───── ENTRIES PROVIDED
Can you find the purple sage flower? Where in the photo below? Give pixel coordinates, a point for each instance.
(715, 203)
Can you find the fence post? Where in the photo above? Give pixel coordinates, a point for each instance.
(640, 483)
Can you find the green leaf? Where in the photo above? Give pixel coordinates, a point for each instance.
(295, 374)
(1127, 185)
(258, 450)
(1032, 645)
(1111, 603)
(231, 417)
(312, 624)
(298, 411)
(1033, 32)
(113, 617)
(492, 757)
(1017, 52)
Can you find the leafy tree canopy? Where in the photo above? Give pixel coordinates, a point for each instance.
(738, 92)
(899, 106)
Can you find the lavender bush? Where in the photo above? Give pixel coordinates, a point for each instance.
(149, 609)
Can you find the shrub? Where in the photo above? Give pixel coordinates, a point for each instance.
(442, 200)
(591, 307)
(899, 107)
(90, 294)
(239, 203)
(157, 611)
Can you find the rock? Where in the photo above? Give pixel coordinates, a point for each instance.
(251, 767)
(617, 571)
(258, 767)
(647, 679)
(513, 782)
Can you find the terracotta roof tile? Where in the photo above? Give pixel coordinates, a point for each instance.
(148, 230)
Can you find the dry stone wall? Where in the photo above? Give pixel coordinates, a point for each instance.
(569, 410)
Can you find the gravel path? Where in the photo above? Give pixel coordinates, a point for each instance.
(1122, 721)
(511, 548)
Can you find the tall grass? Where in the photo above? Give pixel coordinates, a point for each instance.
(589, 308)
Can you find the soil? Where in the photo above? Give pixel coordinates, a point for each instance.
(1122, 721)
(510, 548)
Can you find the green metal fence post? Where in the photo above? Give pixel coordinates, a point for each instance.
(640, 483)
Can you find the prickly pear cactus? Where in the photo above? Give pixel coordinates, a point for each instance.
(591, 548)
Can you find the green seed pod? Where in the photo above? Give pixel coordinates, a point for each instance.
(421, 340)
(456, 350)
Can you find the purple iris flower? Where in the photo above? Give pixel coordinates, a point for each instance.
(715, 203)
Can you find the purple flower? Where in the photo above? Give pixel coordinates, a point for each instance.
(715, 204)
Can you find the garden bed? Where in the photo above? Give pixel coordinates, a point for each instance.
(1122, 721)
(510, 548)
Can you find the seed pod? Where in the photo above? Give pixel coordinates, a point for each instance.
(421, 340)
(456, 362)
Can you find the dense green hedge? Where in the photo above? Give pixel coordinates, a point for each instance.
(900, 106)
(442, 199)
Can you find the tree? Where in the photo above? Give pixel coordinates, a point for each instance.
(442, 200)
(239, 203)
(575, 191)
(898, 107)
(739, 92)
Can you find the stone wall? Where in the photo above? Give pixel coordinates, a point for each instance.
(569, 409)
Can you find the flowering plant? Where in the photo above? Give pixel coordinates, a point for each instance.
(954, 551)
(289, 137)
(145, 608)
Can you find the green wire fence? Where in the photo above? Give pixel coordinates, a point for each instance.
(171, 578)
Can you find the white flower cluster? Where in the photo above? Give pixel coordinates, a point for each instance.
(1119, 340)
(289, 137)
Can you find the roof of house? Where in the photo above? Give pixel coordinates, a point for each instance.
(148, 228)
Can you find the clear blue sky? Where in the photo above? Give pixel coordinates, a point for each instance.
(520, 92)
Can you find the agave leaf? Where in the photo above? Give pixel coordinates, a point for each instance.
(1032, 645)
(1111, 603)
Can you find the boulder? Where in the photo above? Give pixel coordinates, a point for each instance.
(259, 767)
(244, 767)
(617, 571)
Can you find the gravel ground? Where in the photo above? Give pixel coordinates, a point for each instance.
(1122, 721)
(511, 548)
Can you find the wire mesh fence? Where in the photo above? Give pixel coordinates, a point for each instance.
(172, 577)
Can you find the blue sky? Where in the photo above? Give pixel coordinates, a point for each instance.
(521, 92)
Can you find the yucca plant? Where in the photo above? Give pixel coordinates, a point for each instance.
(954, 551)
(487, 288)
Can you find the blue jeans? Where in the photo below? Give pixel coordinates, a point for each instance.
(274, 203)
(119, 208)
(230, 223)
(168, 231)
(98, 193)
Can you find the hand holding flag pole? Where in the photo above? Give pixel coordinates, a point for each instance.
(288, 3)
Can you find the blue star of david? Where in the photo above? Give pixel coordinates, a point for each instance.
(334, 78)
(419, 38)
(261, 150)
──────────
Output the listing above word for word.

Can you find the purple sage flower? Where in the photo below? Give pixel coordinates, a point for each instance.
(715, 203)
Can you find the fence post? Where in the photo above? Give pixel coordinates, a point for each instance.
(640, 483)
Can you find the green leaf? Where in the photo above? Give pixel coordinates, a point for each instance.
(295, 374)
(1127, 185)
(258, 450)
(1032, 645)
(1111, 603)
(231, 417)
(312, 624)
(298, 411)
(1033, 32)
(113, 617)
(492, 757)
(1017, 52)
Can you find the leafy tree canopy? Where in the photo above? Give pixel coordinates, a point for each instance.
(738, 92)
(899, 106)
Can you find the lavender bush? Where in the photo above? Give pixel coordinates, a point for each instance.
(149, 609)
Can you find the shrub? Where in the photo above? Give pixel coordinates, a point for each instance.
(442, 200)
(591, 307)
(899, 107)
(90, 294)
(239, 203)
(157, 611)
Can you find the rock? Where in the photo above? Give pixel coordinates, a point for each instance.
(251, 767)
(617, 571)
(258, 767)
(647, 679)
(513, 782)
Can you find the terracotta roof tile? Where in the photo above? Give pixel coordinates, a point for each instance.
(148, 230)
Can you find the dry stone wall? Where in the photo above? Give pixel coordinates, a point for each instance.
(569, 410)
Can you find the gravel path? Where in the photo above? Give pixel coordinates, a point for each instance.
(1122, 721)
(511, 548)
Can you find the tall grass? Where in the photo above? Give pixel coordinates, a point for each instance.
(589, 308)
Can you find the soil? Where in the photo above? Give pixel coordinates, a point for each instance.
(1122, 721)
(510, 548)
Can you find the green metal fence post? Where in the photo above? Give pixel coordinates, a point for each instance.
(640, 483)
Can you find the prickly pear cactus? Where in the photo above? Give pixel coordinates, a point for each instance.
(591, 548)
Can you find the green seed pod? Where in the photo above? Give pixel coordinates, a point for each instance.
(421, 340)
(456, 350)
Can you find the purple iris flower? Where in the photo above? Give pixel coordinates, a point for each instance.
(715, 203)
Can you find the purple flower? Where in the photo above? Give pixel coordinates, a point for each instance.
(715, 204)
Can you find the garden bed? Where in the photo above? Give pixel coordinates, a point for each instance.
(1122, 721)
(510, 548)
Can you find the seed pod? Where in the photo above? Give pixel coordinates, a point for each instance.
(421, 340)
(456, 362)
Can you find the dense green hedge? Where in the photo above? Give pixel coordinates, a point for each instance.
(900, 106)
(442, 199)
Can you find the tree? Where in the photo above? Give pixel coordinates, a point for each instance.
(442, 200)
(239, 203)
(575, 191)
(898, 107)
(739, 92)
Can you find the stone wall? Where in the photo above? Give pixel coordinates, a point for each instance.
(569, 409)
Can you find the flowering plant? Where in the photo above? Give pixel coordinates, a point for each instance.
(954, 551)
(289, 137)
(145, 608)
Can you find the green wire fence? Where in the photo above? Give pixel coordinates, a point for each instance.
(171, 578)
Can you find the white flower cluster? Where in the photo above? Give pixel coordinates, a point for each instance.
(1119, 340)
(289, 137)
Can you find the roof of house? Where in the photo above? Give pixel coordinates, a point for each instance.
(148, 228)
Can you find the clear blue sky? Where in the photo above? Give pixel coordinates, a point for each instance.
(520, 92)
Can you find the agave leaf? Where in the photo above? Give pixel coordinates, a point for each instance.
(1032, 645)
(1111, 603)
Can you find the boulder? Where in the photo above? Give pixel coordinates, a point for each instance.
(259, 767)
(244, 767)
(617, 571)
Can you find the gravel ground? Where in the photo above? Give pixel coordinates, a point for each instance.
(1122, 721)
(511, 548)
Can you find the wire mesh fence? Where in the photo above? Give pixel coordinates, a point for each instance.
(172, 577)
Can you find the blue sky? Where in the photo above? Give pixel coordinates, a point for each instance.
(521, 92)
Can you find the yucca plant? Where in the photo above? Give pixel coordinates, a point for each instance.
(954, 551)
(487, 288)
Can you find the blue jeans? Where in the photo below? Give pixel coordinates, a point for each instance.
(274, 203)
(119, 208)
(230, 223)
(168, 231)
(98, 193)
Can you find the hand holding flag pole? Where in the photo above? Give pixel coordinates, a point for each instance.
(288, 3)
Can you find the blue star of david? Where in the photo above? Give pixel coordinates, a point for each instance.
(334, 78)
(419, 38)
(261, 150)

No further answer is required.